Una de las torres inclinadas de la Plaza de Castilla de Madrid, con el logo de Bankia. (Fuente: ultimahora) |
En castizo podríamos decir que, a menudo, el árbol no nos deja ver el bosque.
En la crisis bancaria, o así, a la que parece que estamos asistiendo, se oyen muchas opiniones para todos los gustos. Desde las diatribas dialécticas extremistas contra los explotadores y los ricos de este mundo, hasta las acusaciones a los políticos que han manipulado a muchas instituciones según sus propios intereses (particulares o partidistas). Con muchos matices intermedios.
Pero encuentro a faltar un recordatorio, una llamada de atención, que ponga el énfasis en que lo realmente importante para los Bancos (y las Cajas de Ahorro) debería ser centrarse en su negocio, en el núcleo de su razón de existir. Un negocio (y un modelo) que muchas veces se ha abandonado o incluso traicionado, persiguiendo otros objetivos no siempre confesables. Es el Negocio, estúpidos. Cuando una entidad va mal, hay que analizar si su Negocio (el básico, el core) funciona correctamente o no. Si no funciona, malo, malo. Y también, si acaso, si han abandonado ese negocio central, persiguiendo quimeras financieras y codicias de corto plazo. En este caso, toca reprender a los gestores.
Hablaré de los Bancos en general, pero creo que muchos de los temas y problemas son comunes con las Cajas de Ahorro (aunque hoy ya todas están prácticamente bancarizadas, salvo lo que quede, si queda algo, de su Obra Social).
Un Banco es una empresa. Como todas las empresas, su objetivo es vender bienes o servicios a otras empresas o a particulares, que pagan dinero por ellos. Hay empresas que fabrican automóviles, hay otras que nos suministran electricidad a los hogares o industrias, hay otras que nos preparan comidas (para ahorrarnos tiempo o para aumentar el placer), e incluso otras que nos dan servicios de asesoría de cualquier tipo, o que nos ofrecen transportarnos a otros lugares en tren, en avión o en barco. Para todas ellas su razón de ser son sus clientes: las personas o empresas que están dispuestas a pagar un cierto precio (habitualmente definido por un equilibrio de oferta y demanda, por unas condiciones de competencia de mercado o por una regulación gubernamental) a cambio de los bienes o servicios que esas empresas pueden proporcionar.
La singularidad de los Bancos es que lo que suministran es dinero. Y, curiosamente, dinero a cambio de dinero. Es decir, el dinero también tiene un precio, como el resto de recursos necesarios para llevar adelante cualquier actividad humana. Un precio que, por cierto, puede variar en función de muchos y variados factores.
################
COMPLETA LO SIGUIENTE
- a) Responde estas preguntas sobre el texto de los bancos, con cada respuesta en su propia línea:
(i) ¿Qué logo lleva la torre de la Plaza de Castilla que aparece en la foto?
(ii) ¿Qué es lo que suministran los Bancos, según el autor?
(iii) ¿Qué toca hacer con los gestores si la entidad ha dejado su negocio central por quimeras financieras?
- b) Enumera todos los tipos de empresas que el texto sobre los bancos pone como ejemplo al explicar que un Banco es una empresa.
- c) Según el texto sobre los bancos, ¿por qué el autor piensa que lo que dice de los Bancos sirve también para las Cajas de Ahorro?
Las filas de datos no tienen nada que ver con el texto sobre los bancos.
################
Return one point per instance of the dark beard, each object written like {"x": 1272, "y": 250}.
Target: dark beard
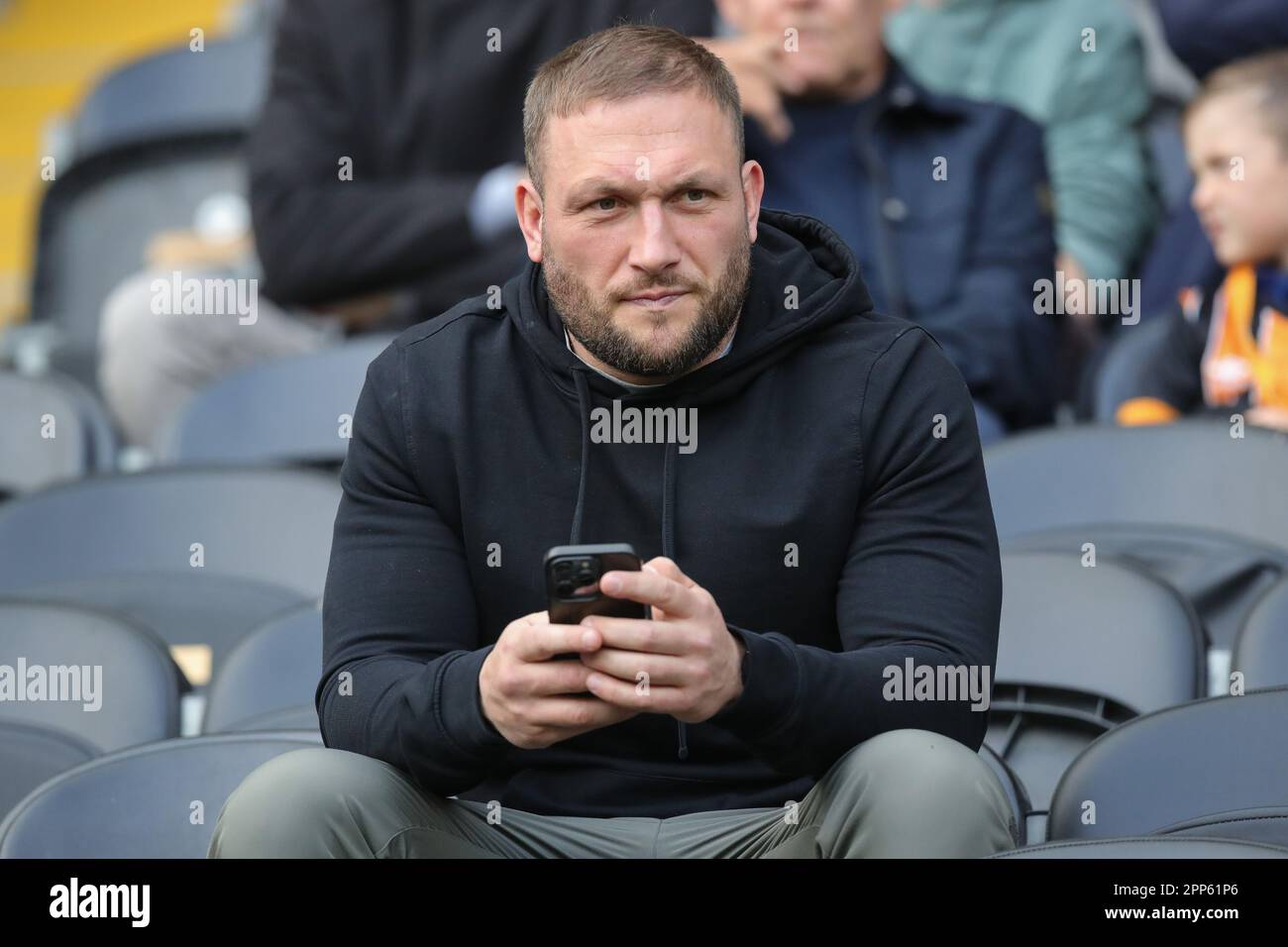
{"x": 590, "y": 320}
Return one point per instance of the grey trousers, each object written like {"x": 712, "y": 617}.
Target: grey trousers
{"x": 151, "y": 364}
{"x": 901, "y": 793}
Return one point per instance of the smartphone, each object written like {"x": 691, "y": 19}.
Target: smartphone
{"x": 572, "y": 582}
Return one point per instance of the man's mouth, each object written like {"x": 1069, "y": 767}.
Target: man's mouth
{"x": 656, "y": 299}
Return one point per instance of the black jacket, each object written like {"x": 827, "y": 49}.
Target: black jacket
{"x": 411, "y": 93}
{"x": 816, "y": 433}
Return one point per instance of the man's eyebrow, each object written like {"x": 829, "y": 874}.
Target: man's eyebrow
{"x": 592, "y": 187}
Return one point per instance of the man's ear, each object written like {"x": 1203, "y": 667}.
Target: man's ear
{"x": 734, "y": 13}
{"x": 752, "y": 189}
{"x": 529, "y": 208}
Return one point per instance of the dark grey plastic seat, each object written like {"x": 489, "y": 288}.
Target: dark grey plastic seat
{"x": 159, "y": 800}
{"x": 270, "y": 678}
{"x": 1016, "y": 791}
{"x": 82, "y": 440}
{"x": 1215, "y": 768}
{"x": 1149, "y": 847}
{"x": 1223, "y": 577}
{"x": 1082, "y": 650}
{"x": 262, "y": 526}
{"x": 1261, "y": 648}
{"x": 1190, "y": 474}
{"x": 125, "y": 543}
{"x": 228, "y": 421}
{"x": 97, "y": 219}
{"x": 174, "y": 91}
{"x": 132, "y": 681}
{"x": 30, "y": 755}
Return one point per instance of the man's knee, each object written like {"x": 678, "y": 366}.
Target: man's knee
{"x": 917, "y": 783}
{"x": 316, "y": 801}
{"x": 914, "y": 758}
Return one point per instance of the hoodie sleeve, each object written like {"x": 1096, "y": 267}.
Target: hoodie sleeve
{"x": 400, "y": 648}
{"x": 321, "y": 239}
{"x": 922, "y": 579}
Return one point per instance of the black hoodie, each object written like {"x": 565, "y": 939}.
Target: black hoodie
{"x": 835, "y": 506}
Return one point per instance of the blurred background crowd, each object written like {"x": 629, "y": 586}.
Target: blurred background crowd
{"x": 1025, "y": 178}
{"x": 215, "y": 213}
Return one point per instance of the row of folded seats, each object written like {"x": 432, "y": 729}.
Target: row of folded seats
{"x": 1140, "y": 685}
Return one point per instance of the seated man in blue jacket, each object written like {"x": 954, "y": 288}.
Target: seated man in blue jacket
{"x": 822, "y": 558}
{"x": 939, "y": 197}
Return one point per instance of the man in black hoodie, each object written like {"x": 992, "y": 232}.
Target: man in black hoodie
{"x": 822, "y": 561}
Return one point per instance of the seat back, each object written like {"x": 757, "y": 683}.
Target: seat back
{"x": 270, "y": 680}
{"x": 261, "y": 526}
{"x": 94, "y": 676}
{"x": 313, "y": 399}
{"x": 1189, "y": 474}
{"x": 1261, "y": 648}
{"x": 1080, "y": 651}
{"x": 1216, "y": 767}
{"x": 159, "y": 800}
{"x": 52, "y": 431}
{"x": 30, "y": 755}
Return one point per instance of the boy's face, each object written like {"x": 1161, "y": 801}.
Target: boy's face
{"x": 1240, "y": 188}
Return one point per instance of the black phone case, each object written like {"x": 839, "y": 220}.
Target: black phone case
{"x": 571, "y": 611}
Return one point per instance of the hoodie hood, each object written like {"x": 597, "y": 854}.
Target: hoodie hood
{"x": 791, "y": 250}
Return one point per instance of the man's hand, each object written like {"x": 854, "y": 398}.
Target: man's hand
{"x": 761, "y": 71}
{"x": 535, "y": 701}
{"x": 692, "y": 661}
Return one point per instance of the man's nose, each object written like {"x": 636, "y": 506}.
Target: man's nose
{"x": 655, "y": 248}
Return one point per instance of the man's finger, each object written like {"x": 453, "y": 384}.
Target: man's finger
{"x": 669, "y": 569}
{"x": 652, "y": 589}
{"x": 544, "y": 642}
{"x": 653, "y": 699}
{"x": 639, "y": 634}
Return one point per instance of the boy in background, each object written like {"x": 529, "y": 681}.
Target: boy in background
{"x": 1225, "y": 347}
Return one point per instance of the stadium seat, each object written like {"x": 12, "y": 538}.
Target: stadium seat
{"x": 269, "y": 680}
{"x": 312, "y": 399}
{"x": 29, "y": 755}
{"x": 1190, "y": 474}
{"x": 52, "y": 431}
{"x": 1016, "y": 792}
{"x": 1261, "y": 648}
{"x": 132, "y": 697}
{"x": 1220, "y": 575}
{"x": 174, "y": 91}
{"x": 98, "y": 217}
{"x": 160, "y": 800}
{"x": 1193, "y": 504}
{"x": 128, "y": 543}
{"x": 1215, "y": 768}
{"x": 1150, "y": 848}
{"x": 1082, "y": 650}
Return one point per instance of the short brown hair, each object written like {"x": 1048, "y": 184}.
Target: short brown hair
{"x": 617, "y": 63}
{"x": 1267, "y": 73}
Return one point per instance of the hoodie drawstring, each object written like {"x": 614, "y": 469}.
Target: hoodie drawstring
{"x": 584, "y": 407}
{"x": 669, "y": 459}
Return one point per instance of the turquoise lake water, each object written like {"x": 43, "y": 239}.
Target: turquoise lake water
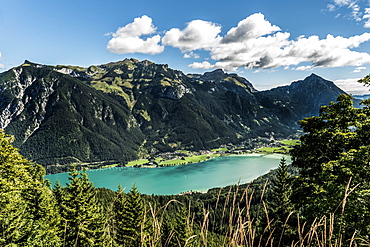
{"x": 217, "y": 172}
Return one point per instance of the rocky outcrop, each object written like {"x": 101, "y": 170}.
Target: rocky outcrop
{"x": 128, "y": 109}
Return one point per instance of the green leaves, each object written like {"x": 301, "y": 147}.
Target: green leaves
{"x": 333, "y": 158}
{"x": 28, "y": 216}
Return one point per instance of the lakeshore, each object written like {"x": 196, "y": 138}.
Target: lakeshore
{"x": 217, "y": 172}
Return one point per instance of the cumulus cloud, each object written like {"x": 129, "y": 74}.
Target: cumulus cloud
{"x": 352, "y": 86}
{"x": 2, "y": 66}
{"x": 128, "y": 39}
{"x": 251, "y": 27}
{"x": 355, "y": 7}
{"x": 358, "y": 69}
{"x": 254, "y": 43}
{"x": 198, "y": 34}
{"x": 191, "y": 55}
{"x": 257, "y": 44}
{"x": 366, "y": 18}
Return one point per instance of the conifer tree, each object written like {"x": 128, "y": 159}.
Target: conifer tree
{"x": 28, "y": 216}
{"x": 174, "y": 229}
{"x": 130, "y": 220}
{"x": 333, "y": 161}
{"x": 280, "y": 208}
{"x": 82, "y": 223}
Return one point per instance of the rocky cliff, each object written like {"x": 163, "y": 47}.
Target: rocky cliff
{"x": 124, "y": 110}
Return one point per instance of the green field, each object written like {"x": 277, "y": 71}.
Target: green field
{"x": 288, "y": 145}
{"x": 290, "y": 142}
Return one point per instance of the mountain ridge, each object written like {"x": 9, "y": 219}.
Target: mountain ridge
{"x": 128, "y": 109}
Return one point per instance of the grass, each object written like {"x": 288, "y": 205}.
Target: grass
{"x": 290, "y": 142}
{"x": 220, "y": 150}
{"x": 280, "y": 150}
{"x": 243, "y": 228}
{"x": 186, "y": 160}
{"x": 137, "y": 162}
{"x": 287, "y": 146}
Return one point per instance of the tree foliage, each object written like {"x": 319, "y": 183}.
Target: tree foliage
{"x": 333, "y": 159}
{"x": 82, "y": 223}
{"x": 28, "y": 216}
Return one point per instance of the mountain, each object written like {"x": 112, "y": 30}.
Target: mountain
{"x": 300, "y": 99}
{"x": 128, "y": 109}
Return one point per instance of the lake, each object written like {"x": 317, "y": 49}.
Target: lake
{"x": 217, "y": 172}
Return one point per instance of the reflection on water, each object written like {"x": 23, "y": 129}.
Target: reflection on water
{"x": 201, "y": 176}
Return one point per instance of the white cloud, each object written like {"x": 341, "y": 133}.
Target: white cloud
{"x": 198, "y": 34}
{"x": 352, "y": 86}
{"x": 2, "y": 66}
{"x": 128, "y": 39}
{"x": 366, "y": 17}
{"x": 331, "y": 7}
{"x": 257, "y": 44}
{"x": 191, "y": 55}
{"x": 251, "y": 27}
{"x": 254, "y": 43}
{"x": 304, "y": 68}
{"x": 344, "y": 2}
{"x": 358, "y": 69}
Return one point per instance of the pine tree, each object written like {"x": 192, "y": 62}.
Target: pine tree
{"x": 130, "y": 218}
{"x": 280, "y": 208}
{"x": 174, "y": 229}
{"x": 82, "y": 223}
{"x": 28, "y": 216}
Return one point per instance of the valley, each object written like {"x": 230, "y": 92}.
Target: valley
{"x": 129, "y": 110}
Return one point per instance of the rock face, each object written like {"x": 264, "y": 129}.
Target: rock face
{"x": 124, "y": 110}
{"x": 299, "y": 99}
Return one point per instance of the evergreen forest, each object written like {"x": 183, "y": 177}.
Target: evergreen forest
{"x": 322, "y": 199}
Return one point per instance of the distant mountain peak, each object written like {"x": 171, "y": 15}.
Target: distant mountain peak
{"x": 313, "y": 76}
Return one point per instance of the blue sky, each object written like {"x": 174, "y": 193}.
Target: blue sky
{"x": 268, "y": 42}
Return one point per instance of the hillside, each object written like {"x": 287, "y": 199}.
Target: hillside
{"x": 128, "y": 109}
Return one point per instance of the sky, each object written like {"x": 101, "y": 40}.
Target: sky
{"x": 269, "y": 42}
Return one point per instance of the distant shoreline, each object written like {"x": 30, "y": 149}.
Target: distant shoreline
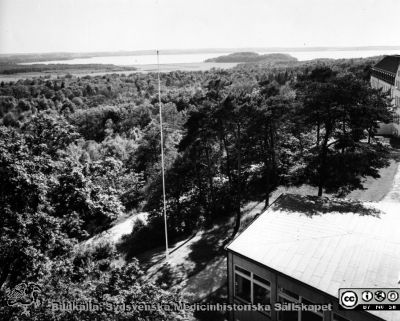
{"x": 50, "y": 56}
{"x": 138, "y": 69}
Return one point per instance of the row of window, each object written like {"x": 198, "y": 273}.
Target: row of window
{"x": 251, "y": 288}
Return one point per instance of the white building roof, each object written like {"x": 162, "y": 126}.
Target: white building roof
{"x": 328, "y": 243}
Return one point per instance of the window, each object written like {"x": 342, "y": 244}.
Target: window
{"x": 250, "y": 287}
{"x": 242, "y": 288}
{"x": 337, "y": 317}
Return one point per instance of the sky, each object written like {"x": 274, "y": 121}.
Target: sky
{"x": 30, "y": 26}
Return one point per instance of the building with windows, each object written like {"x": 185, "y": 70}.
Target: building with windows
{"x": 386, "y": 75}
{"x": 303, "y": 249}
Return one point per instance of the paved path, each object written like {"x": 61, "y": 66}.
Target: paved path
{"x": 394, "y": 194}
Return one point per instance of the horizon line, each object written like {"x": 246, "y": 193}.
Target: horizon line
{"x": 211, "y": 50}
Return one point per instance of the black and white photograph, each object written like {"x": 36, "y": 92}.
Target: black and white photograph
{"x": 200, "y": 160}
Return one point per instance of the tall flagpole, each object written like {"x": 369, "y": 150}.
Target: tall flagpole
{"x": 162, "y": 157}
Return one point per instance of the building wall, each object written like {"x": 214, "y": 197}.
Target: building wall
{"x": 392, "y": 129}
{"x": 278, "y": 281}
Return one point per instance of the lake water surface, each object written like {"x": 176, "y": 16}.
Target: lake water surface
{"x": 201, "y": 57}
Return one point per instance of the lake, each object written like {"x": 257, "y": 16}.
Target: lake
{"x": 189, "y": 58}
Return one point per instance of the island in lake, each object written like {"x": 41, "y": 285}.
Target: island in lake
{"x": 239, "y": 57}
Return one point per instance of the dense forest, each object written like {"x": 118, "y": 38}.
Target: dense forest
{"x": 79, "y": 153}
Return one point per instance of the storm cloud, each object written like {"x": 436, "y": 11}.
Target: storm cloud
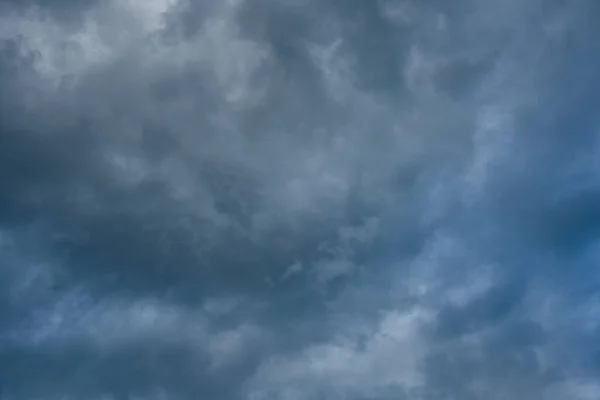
################
RESPUESTAS ESPERADAS
- a)
(i) El logo de Bankia.
(ii) Dinero, a cambio de dinero.
(iii) Reprenderlos.

- b)
- Empresas que fabrican automóviles
- Empresas que suministran electricidad a hogares o industrias
- Empresas que preparan comidas
- Empresas que dan servicios de asesoría de cualquier tipo
- Empresas que transportan a otros lugares en tren, en avión o en barco

- c) Porque cree que muchos de los temas y problemas son comunes a ambos. Además, hoy las Cajas ya están prácticamente bancarizadas, salvo lo que quede de su Obra Social.